Records of the point annotation dataset
——

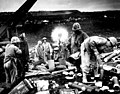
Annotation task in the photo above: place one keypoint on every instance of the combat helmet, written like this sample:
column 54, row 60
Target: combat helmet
column 113, row 41
column 76, row 26
column 15, row 39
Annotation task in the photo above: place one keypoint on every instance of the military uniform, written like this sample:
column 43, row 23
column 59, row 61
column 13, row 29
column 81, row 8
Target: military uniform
column 91, row 49
column 11, row 51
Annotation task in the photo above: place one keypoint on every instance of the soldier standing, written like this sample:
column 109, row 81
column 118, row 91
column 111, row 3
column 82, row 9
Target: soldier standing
column 91, row 49
column 47, row 49
column 10, row 60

——

### THE EXERCISE:
Give the lines of the entries as a numbered list, starting at the line that contains "of the military" and ending at the line that contains "column 11, row 51", both included. Leave out any blank lines.

### TASK ANSWER:
1. Annotation task in the photo above: place one keypoint on every instance of the military uniform, written like this sample:
2. column 43, row 23
3. column 59, row 61
4. column 13, row 29
5. column 81, row 8
6. Target: military uniform
7. column 91, row 49
8. column 11, row 51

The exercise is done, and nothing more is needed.